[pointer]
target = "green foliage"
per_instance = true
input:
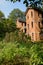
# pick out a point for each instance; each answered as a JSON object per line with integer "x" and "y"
{"x": 15, "y": 14}
{"x": 30, "y": 2}
{"x": 17, "y": 53}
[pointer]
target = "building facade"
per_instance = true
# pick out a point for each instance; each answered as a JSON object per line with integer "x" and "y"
{"x": 33, "y": 25}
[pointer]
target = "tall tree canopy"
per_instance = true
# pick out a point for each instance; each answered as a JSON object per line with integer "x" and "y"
{"x": 32, "y": 2}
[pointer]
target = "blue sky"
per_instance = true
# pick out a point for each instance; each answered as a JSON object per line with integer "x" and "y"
{"x": 6, "y": 7}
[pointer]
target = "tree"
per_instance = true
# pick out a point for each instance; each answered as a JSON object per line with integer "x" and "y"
{"x": 36, "y": 57}
{"x": 32, "y": 2}
{"x": 2, "y": 29}
{"x": 16, "y": 13}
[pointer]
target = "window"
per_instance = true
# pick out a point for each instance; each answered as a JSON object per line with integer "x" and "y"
{"x": 28, "y": 26}
{"x": 25, "y": 24}
{"x": 27, "y": 17}
{"x": 32, "y": 24}
{"x": 22, "y": 24}
{"x": 31, "y": 14}
{"x": 39, "y": 24}
{"x": 32, "y": 36}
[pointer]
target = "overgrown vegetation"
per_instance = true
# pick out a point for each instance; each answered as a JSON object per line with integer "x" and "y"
{"x": 16, "y": 48}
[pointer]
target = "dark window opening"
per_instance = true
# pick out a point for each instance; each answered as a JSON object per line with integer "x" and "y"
{"x": 32, "y": 24}
{"x": 28, "y": 26}
{"x": 39, "y": 24}
{"x": 31, "y": 14}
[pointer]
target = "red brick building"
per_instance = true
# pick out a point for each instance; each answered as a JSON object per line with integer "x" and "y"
{"x": 33, "y": 25}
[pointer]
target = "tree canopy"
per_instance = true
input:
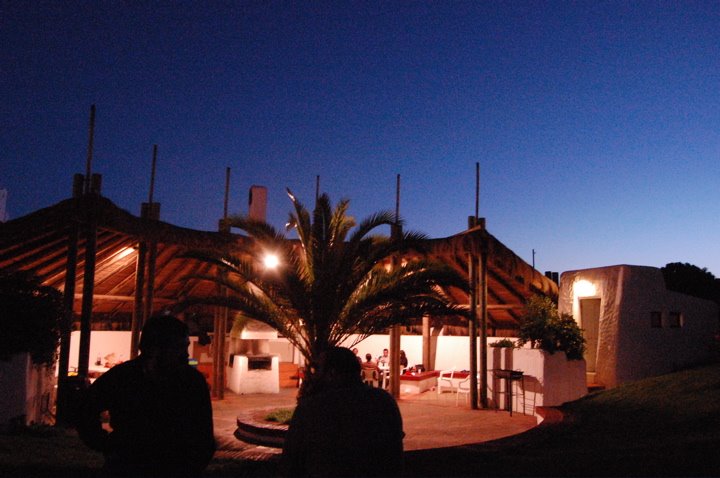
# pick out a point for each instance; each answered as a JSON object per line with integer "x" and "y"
{"x": 30, "y": 318}
{"x": 692, "y": 280}
{"x": 338, "y": 278}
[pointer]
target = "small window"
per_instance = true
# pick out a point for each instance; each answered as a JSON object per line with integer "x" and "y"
{"x": 675, "y": 319}
{"x": 655, "y": 319}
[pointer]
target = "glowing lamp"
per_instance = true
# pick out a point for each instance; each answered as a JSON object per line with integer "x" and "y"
{"x": 271, "y": 261}
{"x": 584, "y": 288}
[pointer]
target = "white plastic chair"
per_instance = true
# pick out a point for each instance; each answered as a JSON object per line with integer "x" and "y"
{"x": 446, "y": 381}
{"x": 370, "y": 376}
{"x": 464, "y": 388}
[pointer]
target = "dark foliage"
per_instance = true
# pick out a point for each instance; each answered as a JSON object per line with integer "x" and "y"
{"x": 691, "y": 280}
{"x": 544, "y": 327}
{"x": 30, "y": 318}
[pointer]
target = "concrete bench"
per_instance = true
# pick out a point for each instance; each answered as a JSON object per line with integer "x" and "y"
{"x": 418, "y": 382}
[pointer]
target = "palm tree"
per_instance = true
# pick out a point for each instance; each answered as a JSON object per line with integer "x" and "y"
{"x": 335, "y": 280}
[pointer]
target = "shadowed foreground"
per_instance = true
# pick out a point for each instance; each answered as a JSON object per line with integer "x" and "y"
{"x": 664, "y": 426}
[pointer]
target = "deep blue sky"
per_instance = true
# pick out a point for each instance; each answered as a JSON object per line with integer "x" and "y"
{"x": 596, "y": 124}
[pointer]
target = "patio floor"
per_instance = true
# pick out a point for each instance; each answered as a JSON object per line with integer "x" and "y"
{"x": 429, "y": 421}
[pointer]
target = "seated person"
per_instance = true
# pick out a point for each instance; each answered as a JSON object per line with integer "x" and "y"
{"x": 403, "y": 360}
{"x": 368, "y": 363}
{"x": 384, "y": 360}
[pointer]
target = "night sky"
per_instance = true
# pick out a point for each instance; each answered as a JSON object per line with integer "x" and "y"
{"x": 596, "y": 124}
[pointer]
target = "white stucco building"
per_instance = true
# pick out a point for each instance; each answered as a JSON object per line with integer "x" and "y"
{"x": 634, "y": 326}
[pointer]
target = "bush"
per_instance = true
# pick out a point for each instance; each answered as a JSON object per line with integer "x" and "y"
{"x": 281, "y": 415}
{"x": 543, "y": 327}
{"x": 30, "y": 318}
{"x": 503, "y": 343}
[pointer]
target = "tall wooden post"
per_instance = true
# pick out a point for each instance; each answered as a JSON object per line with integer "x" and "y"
{"x": 91, "y": 189}
{"x": 138, "y": 309}
{"x": 62, "y": 412}
{"x": 426, "y": 344}
{"x": 90, "y": 233}
{"x": 220, "y": 314}
{"x": 483, "y": 318}
{"x": 395, "y": 330}
{"x": 472, "y": 322}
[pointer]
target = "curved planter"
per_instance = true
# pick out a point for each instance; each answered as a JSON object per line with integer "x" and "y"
{"x": 258, "y": 432}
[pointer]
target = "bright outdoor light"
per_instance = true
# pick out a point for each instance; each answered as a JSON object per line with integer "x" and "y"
{"x": 271, "y": 261}
{"x": 583, "y": 288}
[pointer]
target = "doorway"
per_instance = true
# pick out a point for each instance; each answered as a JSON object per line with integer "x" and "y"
{"x": 590, "y": 323}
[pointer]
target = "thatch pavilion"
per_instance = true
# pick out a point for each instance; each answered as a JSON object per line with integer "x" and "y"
{"x": 117, "y": 268}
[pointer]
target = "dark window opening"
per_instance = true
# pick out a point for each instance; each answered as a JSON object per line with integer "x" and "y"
{"x": 655, "y": 319}
{"x": 675, "y": 319}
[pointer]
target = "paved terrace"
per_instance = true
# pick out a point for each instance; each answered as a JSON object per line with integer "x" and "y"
{"x": 429, "y": 421}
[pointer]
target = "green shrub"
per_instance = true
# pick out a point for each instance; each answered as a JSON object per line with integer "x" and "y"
{"x": 503, "y": 343}
{"x": 543, "y": 327}
{"x": 281, "y": 415}
{"x": 30, "y": 316}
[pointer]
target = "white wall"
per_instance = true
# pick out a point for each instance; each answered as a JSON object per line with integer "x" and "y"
{"x": 628, "y": 347}
{"x": 549, "y": 379}
{"x": 102, "y": 343}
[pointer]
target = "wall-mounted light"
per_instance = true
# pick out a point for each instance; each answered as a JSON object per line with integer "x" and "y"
{"x": 584, "y": 288}
{"x": 271, "y": 261}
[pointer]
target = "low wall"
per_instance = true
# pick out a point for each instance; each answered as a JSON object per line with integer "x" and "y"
{"x": 549, "y": 380}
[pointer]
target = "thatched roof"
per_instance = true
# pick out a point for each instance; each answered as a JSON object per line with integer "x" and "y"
{"x": 38, "y": 243}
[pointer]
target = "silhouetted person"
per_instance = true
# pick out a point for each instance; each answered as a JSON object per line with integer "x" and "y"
{"x": 344, "y": 428}
{"x": 159, "y": 408}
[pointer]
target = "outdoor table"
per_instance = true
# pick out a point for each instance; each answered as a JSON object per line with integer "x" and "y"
{"x": 509, "y": 376}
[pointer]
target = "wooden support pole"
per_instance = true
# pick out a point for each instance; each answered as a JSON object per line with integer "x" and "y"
{"x": 426, "y": 344}
{"x": 395, "y": 330}
{"x": 483, "y": 320}
{"x": 62, "y": 412}
{"x": 87, "y": 298}
{"x": 138, "y": 309}
{"x": 472, "y": 323}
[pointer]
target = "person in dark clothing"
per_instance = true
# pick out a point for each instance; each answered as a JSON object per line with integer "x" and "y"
{"x": 159, "y": 407}
{"x": 345, "y": 428}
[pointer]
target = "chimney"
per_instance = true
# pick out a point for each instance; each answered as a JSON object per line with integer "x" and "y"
{"x": 258, "y": 203}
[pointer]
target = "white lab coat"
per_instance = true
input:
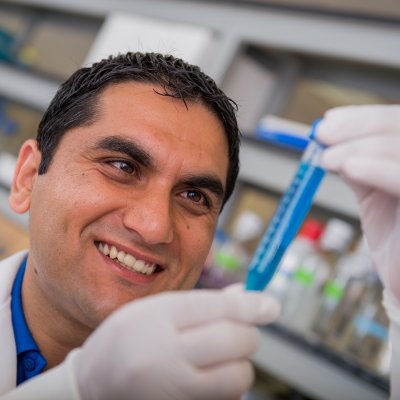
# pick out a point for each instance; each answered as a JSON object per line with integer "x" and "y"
{"x": 59, "y": 382}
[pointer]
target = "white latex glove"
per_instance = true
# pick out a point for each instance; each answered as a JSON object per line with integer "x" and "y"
{"x": 183, "y": 345}
{"x": 364, "y": 147}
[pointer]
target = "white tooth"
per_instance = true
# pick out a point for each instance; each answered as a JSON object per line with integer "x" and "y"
{"x": 145, "y": 269}
{"x": 121, "y": 256}
{"x": 129, "y": 260}
{"x": 139, "y": 265}
{"x": 113, "y": 252}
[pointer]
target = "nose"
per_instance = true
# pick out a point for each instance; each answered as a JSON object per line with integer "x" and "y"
{"x": 149, "y": 215}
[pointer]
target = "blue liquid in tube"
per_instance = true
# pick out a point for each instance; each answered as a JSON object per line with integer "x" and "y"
{"x": 288, "y": 218}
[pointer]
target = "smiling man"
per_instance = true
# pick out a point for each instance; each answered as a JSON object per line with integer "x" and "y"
{"x": 133, "y": 162}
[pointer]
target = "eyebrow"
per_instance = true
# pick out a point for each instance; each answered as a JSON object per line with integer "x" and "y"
{"x": 126, "y": 146}
{"x": 208, "y": 182}
{"x": 135, "y": 151}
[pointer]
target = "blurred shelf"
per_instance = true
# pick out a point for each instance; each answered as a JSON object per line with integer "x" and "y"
{"x": 314, "y": 369}
{"x": 267, "y": 166}
{"x": 25, "y": 87}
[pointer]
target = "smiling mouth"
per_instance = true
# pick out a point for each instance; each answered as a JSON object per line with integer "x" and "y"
{"x": 128, "y": 260}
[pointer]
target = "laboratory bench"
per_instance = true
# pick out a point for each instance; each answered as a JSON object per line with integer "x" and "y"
{"x": 302, "y": 60}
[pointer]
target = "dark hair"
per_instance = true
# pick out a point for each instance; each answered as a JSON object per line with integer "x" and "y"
{"x": 75, "y": 103}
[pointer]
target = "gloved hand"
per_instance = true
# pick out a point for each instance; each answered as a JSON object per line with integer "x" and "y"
{"x": 364, "y": 147}
{"x": 183, "y": 345}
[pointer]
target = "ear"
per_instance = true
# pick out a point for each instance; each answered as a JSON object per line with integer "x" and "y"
{"x": 25, "y": 175}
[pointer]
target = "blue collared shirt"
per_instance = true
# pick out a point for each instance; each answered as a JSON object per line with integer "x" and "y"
{"x": 30, "y": 361}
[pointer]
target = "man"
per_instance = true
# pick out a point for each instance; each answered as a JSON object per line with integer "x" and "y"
{"x": 134, "y": 160}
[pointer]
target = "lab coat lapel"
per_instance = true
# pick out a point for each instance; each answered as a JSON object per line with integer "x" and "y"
{"x": 8, "y": 364}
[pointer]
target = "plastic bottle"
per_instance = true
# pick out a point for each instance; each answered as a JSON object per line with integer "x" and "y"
{"x": 355, "y": 275}
{"x": 305, "y": 243}
{"x": 232, "y": 257}
{"x": 309, "y": 278}
{"x": 369, "y": 333}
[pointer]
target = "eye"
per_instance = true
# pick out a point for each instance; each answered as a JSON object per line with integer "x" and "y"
{"x": 197, "y": 197}
{"x": 124, "y": 166}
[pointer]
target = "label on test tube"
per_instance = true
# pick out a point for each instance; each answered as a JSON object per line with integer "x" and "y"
{"x": 289, "y": 216}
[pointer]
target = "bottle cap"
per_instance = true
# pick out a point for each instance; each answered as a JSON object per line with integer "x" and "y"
{"x": 311, "y": 229}
{"x": 248, "y": 226}
{"x": 337, "y": 235}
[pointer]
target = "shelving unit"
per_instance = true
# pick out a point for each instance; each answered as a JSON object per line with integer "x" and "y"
{"x": 367, "y": 44}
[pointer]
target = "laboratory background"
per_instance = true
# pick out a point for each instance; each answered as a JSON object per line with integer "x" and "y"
{"x": 285, "y": 62}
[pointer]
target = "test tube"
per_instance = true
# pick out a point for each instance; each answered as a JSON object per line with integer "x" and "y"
{"x": 289, "y": 216}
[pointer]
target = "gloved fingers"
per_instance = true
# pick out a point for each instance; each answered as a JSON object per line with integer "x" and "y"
{"x": 343, "y": 123}
{"x": 374, "y": 173}
{"x": 382, "y": 146}
{"x": 226, "y": 381}
{"x": 219, "y": 342}
{"x": 203, "y": 306}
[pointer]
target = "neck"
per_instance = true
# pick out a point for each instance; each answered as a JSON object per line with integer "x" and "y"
{"x": 54, "y": 331}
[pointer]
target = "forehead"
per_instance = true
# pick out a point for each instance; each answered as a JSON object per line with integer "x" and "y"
{"x": 167, "y": 126}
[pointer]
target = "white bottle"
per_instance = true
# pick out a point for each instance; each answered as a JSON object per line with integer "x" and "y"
{"x": 311, "y": 275}
{"x": 231, "y": 259}
{"x": 304, "y": 244}
{"x": 354, "y": 276}
{"x": 334, "y": 246}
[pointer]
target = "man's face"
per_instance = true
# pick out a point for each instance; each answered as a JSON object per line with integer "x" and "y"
{"x": 146, "y": 181}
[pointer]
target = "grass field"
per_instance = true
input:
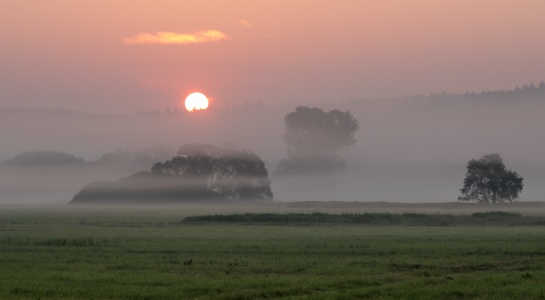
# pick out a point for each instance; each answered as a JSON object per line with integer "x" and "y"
{"x": 150, "y": 253}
***
§ What is required
Filter the records above for the string "green" and copy each matching line.

§ Exercise result
target = "green foliage"
target = "green shrub"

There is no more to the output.